***** Dataset content *****

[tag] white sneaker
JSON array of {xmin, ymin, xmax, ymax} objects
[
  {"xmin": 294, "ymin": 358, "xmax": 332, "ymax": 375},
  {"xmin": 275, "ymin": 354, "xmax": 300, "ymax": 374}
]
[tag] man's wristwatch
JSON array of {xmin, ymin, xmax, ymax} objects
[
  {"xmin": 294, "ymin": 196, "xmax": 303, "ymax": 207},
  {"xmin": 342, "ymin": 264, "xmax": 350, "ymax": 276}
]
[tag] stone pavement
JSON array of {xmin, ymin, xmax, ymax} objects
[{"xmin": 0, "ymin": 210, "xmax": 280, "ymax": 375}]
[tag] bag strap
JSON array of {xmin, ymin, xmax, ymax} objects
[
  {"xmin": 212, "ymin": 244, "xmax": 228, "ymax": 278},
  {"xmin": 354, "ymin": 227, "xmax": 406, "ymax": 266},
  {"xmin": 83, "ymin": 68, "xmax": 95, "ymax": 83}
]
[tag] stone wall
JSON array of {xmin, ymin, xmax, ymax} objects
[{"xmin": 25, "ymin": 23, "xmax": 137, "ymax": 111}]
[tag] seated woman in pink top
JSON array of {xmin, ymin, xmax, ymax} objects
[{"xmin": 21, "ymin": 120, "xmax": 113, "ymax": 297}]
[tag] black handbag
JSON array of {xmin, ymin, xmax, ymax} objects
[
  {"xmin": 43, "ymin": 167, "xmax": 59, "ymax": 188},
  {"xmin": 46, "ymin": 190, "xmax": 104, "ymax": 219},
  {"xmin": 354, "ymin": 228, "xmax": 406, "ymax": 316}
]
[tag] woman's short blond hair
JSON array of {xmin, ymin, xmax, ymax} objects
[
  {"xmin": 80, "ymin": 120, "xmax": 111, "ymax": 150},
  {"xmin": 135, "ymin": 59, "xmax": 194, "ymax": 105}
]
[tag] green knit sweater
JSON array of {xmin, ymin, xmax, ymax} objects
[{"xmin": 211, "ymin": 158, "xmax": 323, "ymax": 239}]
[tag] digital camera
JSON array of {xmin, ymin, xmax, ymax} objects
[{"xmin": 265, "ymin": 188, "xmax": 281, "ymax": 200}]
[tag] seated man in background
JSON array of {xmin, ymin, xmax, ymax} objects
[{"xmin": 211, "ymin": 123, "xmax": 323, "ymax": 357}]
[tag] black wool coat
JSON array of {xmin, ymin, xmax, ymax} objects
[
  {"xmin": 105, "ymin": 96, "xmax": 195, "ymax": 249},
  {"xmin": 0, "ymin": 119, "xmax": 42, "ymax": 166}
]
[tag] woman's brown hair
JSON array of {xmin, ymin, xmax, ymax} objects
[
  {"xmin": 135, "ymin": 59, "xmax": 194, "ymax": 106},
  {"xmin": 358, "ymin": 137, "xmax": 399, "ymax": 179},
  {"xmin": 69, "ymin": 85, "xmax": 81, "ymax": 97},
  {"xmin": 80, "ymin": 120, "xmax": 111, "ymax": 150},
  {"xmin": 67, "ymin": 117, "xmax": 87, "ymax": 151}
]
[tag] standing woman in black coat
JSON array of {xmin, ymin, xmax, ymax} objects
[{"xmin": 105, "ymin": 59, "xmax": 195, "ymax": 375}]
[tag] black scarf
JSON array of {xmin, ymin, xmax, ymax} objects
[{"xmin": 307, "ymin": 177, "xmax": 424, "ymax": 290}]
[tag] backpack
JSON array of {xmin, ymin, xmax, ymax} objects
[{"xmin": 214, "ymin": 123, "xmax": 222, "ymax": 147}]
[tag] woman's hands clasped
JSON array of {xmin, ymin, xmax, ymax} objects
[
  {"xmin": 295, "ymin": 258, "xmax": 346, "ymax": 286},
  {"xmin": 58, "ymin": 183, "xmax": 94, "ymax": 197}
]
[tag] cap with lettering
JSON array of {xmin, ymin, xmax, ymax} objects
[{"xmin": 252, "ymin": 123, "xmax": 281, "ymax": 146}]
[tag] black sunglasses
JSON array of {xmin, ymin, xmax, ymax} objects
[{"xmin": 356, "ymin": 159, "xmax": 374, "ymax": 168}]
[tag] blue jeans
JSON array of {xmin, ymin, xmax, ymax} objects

*****

The problem: Exact lines only, please: output the listing from the first line to the line with "[tag] green knit sweater", both included.

Answer to this exercise:
[tag] white sneaker
JSON array of {xmin, ymin, xmax, ymax} objects
[
  {"xmin": 294, "ymin": 358, "xmax": 332, "ymax": 375},
  {"xmin": 275, "ymin": 354, "xmax": 300, "ymax": 374}
]
[tag] man's wristwatch
JSON array of {xmin, ymin, xmax, ymax} objects
[
  {"xmin": 294, "ymin": 196, "xmax": 303, "ymax": 207},
  {"xmin": 342, "ymin": 264, "xmax": 350, "ymax": 276}
]
[tag] stone pavement
JSON array of {xmin, ymin, xmax, ymax} objects
[{"xmin": 0, "ymin": 210, "xmax": 280, "ymax": 375}]
[tag] bag strap
JSON array of {xmin, ymin, xmax, ymax} objects
[
  {"xmin": 212, "ymin": 244, "xmax": 228, "ymax": 278},
  {"xmin": 354, "ymin": 227, "xmax": 406, "ymax": 266},
  {"xmin": 83, "ymin": 68, "xmax": 95, "ymax": 83}
]
[tag] stone wall
JSON array of {xmin, ymin, xmax, ymax} objects
[{"xmin": 25, "ymin": 23, "xmax": 137, "ymax": 111}]
[tag] seated woman in pink top
JSON array of {xmin, ymin, xmax, ymax} objects
[{"xmin": 21, "ymin": 120, "xmax": 113, "ymax": 297}]
[tag] black handbag
JSON array of {xmin, ymin, xmax, ymax} objects
[
  {"xmin": 43, "ymin": 167, "xmax": 59, "ymax": 188},
  {"xmin": 46, "ymin": 190, "xmax": 104, "ymax": 219},
  {"xmin": 354, "ymin": 228, "xmax": 406, "ymax": 316}
]
[tag] woman's short blond hair
JSON array of {xmin, ymin, xmax, ymax} objects
[
  {"xmin": 80, "ymin": 120, "xmax": 111, "ymax": 150},
  {"xmin": 135, "ymin": 59, "xmax": 194, "ymax": 105}
]
[tag] green knit sweater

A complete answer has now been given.